• _TEXTO DADO_:
━━━━
MANUEL CHAVES NOGALES
Y LA EXPERIENCIA DEL DERRUMBE
E STE es un libro que quema entre las manos. Provoca en igual medida la admiración y el escalofrío. Está escrito en 1938, a una cierta distancia ya de los hechos que cuenta, pero tiene el temblor de urgencia de una crónica dictada a toda velocidad en el momento mismo en que las cosas suceden. El ritmo épico y trágico de la narración no impide que salte aquí y allá un tono de guasa. La potencia narrativa que lo arrastra a uno de la primera a la última línea se corresponde con una deslumbrante clarividencia política. La rotunda toma de partido del autor no le estorba una casi furiosa disposición de autocrítica. Su admiración por los héroes inesperados e improvisados que en unos pocos días de noviembre y contra todos los pronósticos salvaron Madrid del asalto del ejército sublevado es tan profundo como su desprecio por los políticos marrulleros e irresponsables que tanto habían hecho para acelerar el desastre y que ni en medio del derrumbe tuvieron un atisbo de nobleza de espíritu y ni siquiera de valor físico. La conciencia de la barbarie oscurantista que se impondría sobre toda España si ganaban los rebeldes no atenuaba su escándalo por los crímenes cometidos en el caos de los primeros meses de la guerra por las milicias sin control de partidos y sindicatos.
━━━━
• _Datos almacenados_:
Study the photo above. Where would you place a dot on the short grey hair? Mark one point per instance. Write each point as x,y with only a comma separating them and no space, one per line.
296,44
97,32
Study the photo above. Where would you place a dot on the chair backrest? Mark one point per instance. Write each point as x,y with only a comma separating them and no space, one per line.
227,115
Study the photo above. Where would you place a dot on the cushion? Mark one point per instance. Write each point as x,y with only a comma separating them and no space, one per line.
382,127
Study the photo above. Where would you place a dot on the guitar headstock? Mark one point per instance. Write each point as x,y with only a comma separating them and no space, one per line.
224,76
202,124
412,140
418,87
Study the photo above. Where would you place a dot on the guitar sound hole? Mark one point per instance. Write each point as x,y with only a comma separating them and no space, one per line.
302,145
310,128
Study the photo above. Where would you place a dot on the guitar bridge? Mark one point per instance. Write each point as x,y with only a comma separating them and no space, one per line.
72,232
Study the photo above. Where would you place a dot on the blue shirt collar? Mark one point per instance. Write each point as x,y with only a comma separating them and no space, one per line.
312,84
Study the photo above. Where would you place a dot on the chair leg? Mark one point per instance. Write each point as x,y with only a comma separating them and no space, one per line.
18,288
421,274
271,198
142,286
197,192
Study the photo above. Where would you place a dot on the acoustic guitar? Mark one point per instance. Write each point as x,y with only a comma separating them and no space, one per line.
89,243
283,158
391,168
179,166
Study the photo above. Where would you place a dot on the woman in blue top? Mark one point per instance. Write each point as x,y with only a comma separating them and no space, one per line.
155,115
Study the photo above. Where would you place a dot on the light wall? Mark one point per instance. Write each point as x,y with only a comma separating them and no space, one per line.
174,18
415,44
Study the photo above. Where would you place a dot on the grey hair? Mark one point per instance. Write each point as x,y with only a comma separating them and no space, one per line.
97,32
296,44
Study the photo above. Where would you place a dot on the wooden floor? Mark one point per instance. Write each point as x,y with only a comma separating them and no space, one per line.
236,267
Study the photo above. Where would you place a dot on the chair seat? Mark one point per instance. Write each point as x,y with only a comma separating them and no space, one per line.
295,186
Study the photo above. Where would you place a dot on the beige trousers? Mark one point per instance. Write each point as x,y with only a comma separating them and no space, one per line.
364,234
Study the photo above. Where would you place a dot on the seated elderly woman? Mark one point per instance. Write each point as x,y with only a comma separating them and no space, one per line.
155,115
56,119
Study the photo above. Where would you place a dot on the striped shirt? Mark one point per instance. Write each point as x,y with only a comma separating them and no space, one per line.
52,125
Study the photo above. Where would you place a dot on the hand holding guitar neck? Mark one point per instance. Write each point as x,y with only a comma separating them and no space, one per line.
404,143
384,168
━━━━
• _ENUNCIADO DEL EJERCICIO_: Según el texto sobre Manuel Chaves Nogales, ¿en qué año está escrito el libro que comenta?

• _SOLUCIÓN_: En 1938.